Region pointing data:
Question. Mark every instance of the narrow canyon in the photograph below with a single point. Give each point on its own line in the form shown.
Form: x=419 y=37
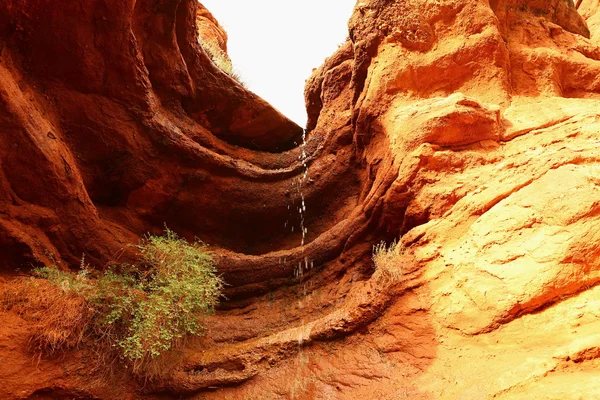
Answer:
x=467 y=130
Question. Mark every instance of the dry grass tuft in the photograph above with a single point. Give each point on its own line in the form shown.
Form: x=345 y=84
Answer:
x=60 y=317
x=141 y=314
x=388 y=260
x=220 y=58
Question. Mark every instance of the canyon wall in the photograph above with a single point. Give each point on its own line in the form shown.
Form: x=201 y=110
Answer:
x=469 y=129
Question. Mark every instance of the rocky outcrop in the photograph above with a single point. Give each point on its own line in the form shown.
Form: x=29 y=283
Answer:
x=469 y=128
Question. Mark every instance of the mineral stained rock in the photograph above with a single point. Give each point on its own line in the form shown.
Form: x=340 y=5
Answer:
x=470 y=129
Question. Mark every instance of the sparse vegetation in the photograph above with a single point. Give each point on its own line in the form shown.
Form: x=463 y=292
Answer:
x=387 y=260
x=143 y=311
x=220 y=58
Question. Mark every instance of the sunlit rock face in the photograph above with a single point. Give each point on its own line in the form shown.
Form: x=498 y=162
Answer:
x=468 y=128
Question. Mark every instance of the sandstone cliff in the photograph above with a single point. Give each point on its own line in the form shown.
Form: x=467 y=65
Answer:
x=468 y=128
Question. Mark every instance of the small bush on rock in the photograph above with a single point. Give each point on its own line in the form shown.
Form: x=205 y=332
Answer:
x=387 y=260
x=143 y=310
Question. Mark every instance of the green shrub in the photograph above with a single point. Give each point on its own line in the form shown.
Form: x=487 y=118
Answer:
x=220 y=59
x=146 y=310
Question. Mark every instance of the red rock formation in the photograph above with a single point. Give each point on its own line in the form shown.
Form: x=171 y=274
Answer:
x=469 y=127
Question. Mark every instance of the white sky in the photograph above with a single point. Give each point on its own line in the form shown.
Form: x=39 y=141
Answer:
x=275 y=44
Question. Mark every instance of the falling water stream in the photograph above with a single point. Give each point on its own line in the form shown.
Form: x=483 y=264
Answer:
x=303 y=266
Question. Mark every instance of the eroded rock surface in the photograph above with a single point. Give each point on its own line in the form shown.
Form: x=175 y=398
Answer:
x=468 y=127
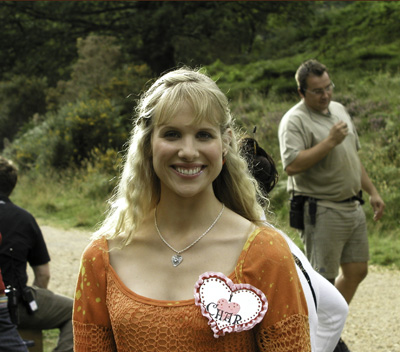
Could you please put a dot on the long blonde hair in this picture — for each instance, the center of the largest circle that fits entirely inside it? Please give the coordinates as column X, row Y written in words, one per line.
column 138, row 191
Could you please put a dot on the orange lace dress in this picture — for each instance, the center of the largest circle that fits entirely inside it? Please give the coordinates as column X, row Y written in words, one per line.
column 110, row 317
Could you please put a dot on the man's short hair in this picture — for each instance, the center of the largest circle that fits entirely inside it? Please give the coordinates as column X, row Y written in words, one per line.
column 8, row 176
column 308, row 68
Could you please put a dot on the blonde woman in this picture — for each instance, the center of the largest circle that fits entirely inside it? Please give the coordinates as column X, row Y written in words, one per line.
column 186, row 206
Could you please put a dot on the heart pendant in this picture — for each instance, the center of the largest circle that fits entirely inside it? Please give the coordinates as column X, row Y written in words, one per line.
column 176, row 259
column 229, row 307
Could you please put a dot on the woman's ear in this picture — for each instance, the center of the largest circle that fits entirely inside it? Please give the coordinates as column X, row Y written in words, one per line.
column 227, row 139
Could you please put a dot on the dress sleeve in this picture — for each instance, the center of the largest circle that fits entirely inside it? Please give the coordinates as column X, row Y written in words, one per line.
column 266, row 263
column 91, row 321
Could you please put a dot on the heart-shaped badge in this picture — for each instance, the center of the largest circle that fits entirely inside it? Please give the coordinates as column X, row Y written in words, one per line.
column 229, row 307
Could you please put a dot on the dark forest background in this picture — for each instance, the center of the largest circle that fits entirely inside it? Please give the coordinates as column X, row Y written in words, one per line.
column 71, row 73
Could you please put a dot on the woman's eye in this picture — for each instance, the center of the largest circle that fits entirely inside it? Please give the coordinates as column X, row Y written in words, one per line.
column 204, row 135
column 171, row 135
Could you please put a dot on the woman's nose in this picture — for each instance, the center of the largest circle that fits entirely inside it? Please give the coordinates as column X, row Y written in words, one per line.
column 188, row 149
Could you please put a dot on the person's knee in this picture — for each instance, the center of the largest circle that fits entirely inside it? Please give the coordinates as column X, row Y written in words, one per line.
column 355, row 272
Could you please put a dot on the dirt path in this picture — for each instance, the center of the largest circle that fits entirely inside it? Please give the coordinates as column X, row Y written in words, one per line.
column 373, row 323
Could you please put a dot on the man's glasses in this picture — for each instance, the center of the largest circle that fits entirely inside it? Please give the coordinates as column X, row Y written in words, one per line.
column 322, row 91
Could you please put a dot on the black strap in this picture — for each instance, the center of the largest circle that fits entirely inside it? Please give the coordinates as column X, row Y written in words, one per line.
column 300, row 265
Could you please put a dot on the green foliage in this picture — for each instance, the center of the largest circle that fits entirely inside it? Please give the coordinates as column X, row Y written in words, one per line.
column 20, row 98
column 73, row 198
column 273, row 77
column 71, row 136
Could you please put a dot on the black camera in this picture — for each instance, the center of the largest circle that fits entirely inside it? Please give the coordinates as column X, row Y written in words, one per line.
column 296, row 215
column 28, row 298
column 12, row 295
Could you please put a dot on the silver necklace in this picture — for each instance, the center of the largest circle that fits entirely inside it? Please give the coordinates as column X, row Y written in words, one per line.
column 177, row 258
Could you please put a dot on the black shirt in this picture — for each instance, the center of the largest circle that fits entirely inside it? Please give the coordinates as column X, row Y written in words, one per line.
column 22, row 243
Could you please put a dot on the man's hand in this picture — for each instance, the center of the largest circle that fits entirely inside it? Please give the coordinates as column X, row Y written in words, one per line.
column 338, row 132
column 378, row 205
column 42, row 275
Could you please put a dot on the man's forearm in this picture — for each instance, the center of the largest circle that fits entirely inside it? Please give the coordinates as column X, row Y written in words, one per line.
column 309, row 157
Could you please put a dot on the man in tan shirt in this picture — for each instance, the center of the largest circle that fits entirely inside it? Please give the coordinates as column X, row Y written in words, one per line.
column 319, row 144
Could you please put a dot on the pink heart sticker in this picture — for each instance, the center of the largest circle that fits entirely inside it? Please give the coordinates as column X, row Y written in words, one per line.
column 229, row 307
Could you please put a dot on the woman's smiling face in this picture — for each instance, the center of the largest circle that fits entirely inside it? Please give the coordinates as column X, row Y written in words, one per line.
column 187, row 156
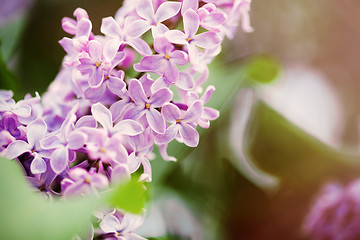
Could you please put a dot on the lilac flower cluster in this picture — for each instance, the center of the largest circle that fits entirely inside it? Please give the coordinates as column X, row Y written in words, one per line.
column 117, row 96
column 335, row 214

ASSIGNMENT —
Every line above is to be repeated exactly, but no picture is to appear in the copy.

EXERCISE RESULT —
Question. Mark every instance of the narrow canyon in the photograph below with a single point. Give each point on its own line in the form shown.
Form: x=419 y=37
Answer:
x=467 y=130
Question. Mark every instance of the dry grass tuft in the photograph above with a single point. Give each point on its own line in the form shown.
Form: x=345 y=84
Answer:
x=60 y=317
x=141 y=314
x=388 y=260
x=220 y=58
Question. Mark every instance of the canyon wall in the photograph above with a single point. Give each point on its own line in the form shown.
Form: x=201 y=110
Answer:
x=469 y=129
Question. Mark every instance of the rocky outcrop in the photograph above with a single point. Give each point on its own line in the form shown.
Form: x=29 y=283
Answer:
x=469 y=128
Question. Mark every instance of the mineral stained rock in the photograph above with a single point. Give each point on its own line in the form shown.
Form: x=340 y=5
Answer:
x=470 y=129
Question. Mark every instance of the sparse vegetation in the photograph above with a single point. Give each point on its own line in the form shown.
Form: x=463 y=292
Answer:
x=387 y=260
x=143 y=311
x=220 y=58
Question. Mark every instance of the sunlit rock face in the photograph above with a single point. Give each point on its own line in the form shown.
Form: x=498 y=162
Answer:
x=468 y=128
Question. Mark every instance of the sandstone cliff in the photograph above with a single point. Give each point on its own line in the form shown.
Form: x=467 y=65
Answer:
x=468 y=128
Question. Mark every instance of the small bush on rock in the photograph above with a single point. Give each point on its own line in the form shown.
Form: x=205 y=332
Answer:
x=387 y=260
x=143 y=310
Question. Mark every instance of the green shrub in the photograph above with a single point. Give each point on its own line in the form shown.
Form: x=487 y=118
Answer:
x=220 y=59
x=146 y=310
Question. Mark every instance of the red rock formation in the photograph above with a single point. Give each point on its own line in the form shown.
Form: x=171 y=274
Answer:
x=469 y=127
Question. Mark every instance of the white sky in the photograph above with a single point. Give each point on its own line in the form shown.
Form: x=39 y=141
Answer:
x=275 y=44
Question. Mark every instance of the falling water stream in the photograph above with a single point. Give each point on its own line in the form shown.
Form: x=483 y=264
Answer:
x=303 y=266
Question. Mark every instance of the eroded rock surface in the photograph above with a single point. Give each point on its own line in the form shown.
Form: x=175 y=398
Answer:
x=468 y=127
Could you please put a dot on the long blonde hair in this picture — for each instance, the center of the largest circle that fits entirely inside it? Please give the coordinates as column X, row Y written in words, one per line.
column 138, row 191
Could you please put a dot on the orange lace dress in this picture — for each instance, the center of the largest circle that fits entirely inside it? Please give the coordinates as column X, row Y written in words, one per line.
column 110, row 317
Could you please put a dot on the man's short hair in this picture — for each instance, the center of the largest circle that fits entirely inside it? Please give the coordinates as column X, row Y written in words, one per line.
column 8, row 176
column 308, row 68
Could you please put a dot on the blonde woman in this picture — for each instance, the center of the largest circle that fits entirely inside it? Please give the coordinates as column X, row Y written in words, one per line.
column 186, row 206
Could you please put a dot on the heart pendant in this picture — for each instance, the center of the largest circle that fits entirely inside it? Please give the coordinates as column X, row Y written in words, one per line.
column 176, row 259
column 229, row 307
Could you please put a dot on the woman's ear in this picture — for each instance, the center of the largest circle that fits entirely inside it? Please give the coordinates as column X, row Y written in words, one per line.
column 227, row 139
Could you please put a dot on the dress sleeve in this picture — for each instance, the center of the largest circle that fits entirely inside it? Please give the coordinates as column X, row Y written in words, one per line.
column 266, row 263
column 91, row 321
Could you please put a dot on the heart-shaped badge in this picture — for each instance, the center of the largest circle that fits entirely inside it? Please give the coordinates as column X, row Y written in words, one per line.
column 229, row 307
Could you please put a dot on the dark forest background in this picture — for each instance, the center of the largest circle that fits entirely inside it? Please give the coordinates as column X, row Y written in words, one per line.
column 71, row 73
Could you please put a dot on the woman's eye in this picture — for each instance, the center of the largest circle that fits entirely inside it? Please give the coordinates as column X, row Y written in words, one per line.
column 204, row 135
column 171, row 135
Could you please put a dot on the woman's nose in this picture — for each instance, the center of the largest circle that fits entirely inside it? Please give the coordinates as column X, row Y written in words, one per line.
column 188, row 149
Could you please put a dot on the person's knee in this picture — for each instance, the center of the largest circle that fits entirely inside it? Please give the coordinates as column X, row Y written in words, one per line.
column 355, row 272
Could you please put a dot on the dirt path in this picture — for each instance, the center of the largest circle that fits entirely inside it? Please give the coordinates as column X, row Y written in words, one per line.
column 373, row 323
Could you please put a dot on the man's glasses in this picture — for each instance, the center of the largest circle that fits entirely inside it? Please give the coordinates as column X, row Y written in words, one per line.
column 322, row 91
Could you please put a dot on the black strap in this picture — for each instance, the center of the largest circle that fits entirely inside it? Please give the coordinates as column X, row Y written in words, one per line.
column 300, row 265
Could you please put a dot on the green foliage in this picture — for each instance, the center of the largest circle that fits entirely inside it? Please give the coordinates as column X, row Y written in words, one per line.
column 20, row 98
column 73, row 198
column 273, row 77
column 71, row 136
Could you please put a dot on the black camera in this picture — for each instance, the center of the largest circle that fits entirely inside it? Please give the coordinates as column X, row Y written in words, one per line.
column 296, row 215
column 28, row 298
column 12, row 295
Could you please put a dot on the silver necklace in this picture — for each instance, the center of the largest circle that fits entirely inside it? Please give the coordinates as column X, row Y written in words, one per line.
column 177, row 258
Could you please put a dot on the black shirt in this picture — for each instance, the center of the largest circle that fits entirely inside it? Please give the coordinates as column X, row Y written in words, one per line.
column 22, row 243
Could you please put a dot on the man's hand in this picture — for each instance, the center of the largest circle that fits entirely inside it? Please give the coordinates as column X, row Y written in words, one per line.
column 338, row 132
column 378, row 205
column 42, row 275
Could you please put a dot on the man's forearm in this picture — for each instance, the center of the largest circle that fits entirely inside it? Please give the coordinates as column X, row Y written in words, one per line.
column 309, row 157
Could you please put a dot on the man in tan shirt in this picture — for each instance, the center of the largest circle that fits entirely inside it? Please give the coordinates as column X, row Y written in words, one per line.
column 319, row 144
Could you please put a dot on the pink heart sticker in this picture — for each instance, the center of the largest circle that fits entirely inside it? Please give the coordinates as column X, row Y written in words, one per line.
column 229, row 307
Could you please put a dot on the woman's smiling face in this picture — for each instance, the center of the largest circle that fits entirely inside it? Please give the coordinates as column X, row Y written in words, one per line.
column 187, row 156
Could you please put a dot on the lilac flower cluster in this picture — for each instance, the center of the largest circle that fits entirely inside it? Please give the coordinates as column X, row Y written in words, one per line.
column 117, row 96
column 335, row 214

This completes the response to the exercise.